(What is expected): Return every line of the listing below verbatim, omitting the pictures from your output.

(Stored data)
--------------------------------------------------

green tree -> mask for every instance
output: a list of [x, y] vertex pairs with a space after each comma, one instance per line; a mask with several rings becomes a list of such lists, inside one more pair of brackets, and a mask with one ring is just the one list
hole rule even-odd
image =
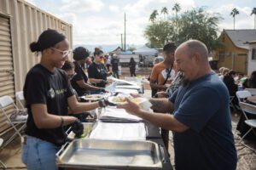
[[251, 15], [254, 14], [254, 30], [256, 29], [256, 8], [253, 8], [251, 13]]
[[173, 11], [175, 11], [176, 18], [177, 17], [177, 13], [181, 10], [179, 3], [176, 3], [172, 8]]
[[165, 19], [166, 19], [166, 15], [168, 14], [168, 9], [166, 7], [163, 7], [162, 10], [161, 10], [161, 14], [164, 14]]
[[177, 43], [189, 39], [203, 42], [209, 51], [218, 43], [218, 23], [222, 20], [218, 14], [210, 14], [203, 8], [192, 9], [181, 14], [178, 20]]
[[135, 47], [129, 47], [129, 48], [128, 48], [128, 51], [134, 51], [134, 50], [136, 50], [137, 48], [135, 48]]
[[181, 14], [178, 18], [171, 17], [168, 20], [148, 25], [144, 36], [148, 40], [148, 47], [163, 47], [171, 41], [178, 45], [189, 39], [198, 39], [212, 50], [218, 45], [218, 24], [220, 20], [218, 14], [193, 8]]
[[149, 41], [148, 47], [161, 48], [172, 40], [173, 25], [169, 21], [160, 21], [146, 27], [144, 36]]
[[156, 16], [158, 15], [157, 10], [154, 10], [153, 13], [150, 14], [149, 20], [154, 23], [156, 20]]
[[235, 30], [235, 20], [236, 20], [236, 15], [239, 14], [239, 11], [235, 8], [232, 9], [230, 15], [234, 18], [234, 30]]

--------------------------------------------------

(Result):
green tree -> mask for every instance
output: a list of [x, y] vertex pairs with a space after each comma, one instance per line; a mask with several rings becomes a list of such lists, inside one more pair of brackets, and a mask with one ring is just the one list
hole rule even-odd
image =
[[251, 15], [254, 14], [254, 30], [256, 29], [256, 8], [253, 8], [251, 13]]
[[173, 11], [175, 11], [176, 18], [177, 17], [177, 13], [181, 10], [179, 3], [176, 3], [172, 8]]
[[165, 19], [166, 19], [166, 15], [168, 14], [168, 9], [166, 7], [163, 7], [162, 10], [161, 10], [161, 14], [164, 14]]
[[177, 43], [189, 39], [203, 42], [209, 51], [218, 43], [218, 23], [222, 20], [218, 14], [210, 14], [203, 8], [192, 9], [181, 14], [178, 20]]
[[135, 47], [129, 47], [129, 48], [128, 48], [128, 51], [134, 51], [134, 50], [136, 50], [137, 48], [135, 48]]
[[181, 14], [178, 18], [171, 17], [168, 20], [148, 25], [144, 36], [148, 40], [148, 47], [163, 47], [171, 41], [178, 45], [189, 39], [198, 39], [212, 50], [218, 45], [218, 24], [220, 20], [218, 14], [193, 8]]
[[149, 41], [148, 47], [161, 48], [172, 40], [173, 25], [169, 21], [160, 21], [146, 27], [144, 36]]
[[156, 16], [158, 15], [157, 10], [154, 10], [153, 13], [150, 14], [149, 20], [154, 23], [156, 20]]
[[235, 30], [235, 20], [236, 20], [236, 15], [239, 14], [239, 11], [235, 8], [232, 9], [230, 15], [234, 18], [234, 30]]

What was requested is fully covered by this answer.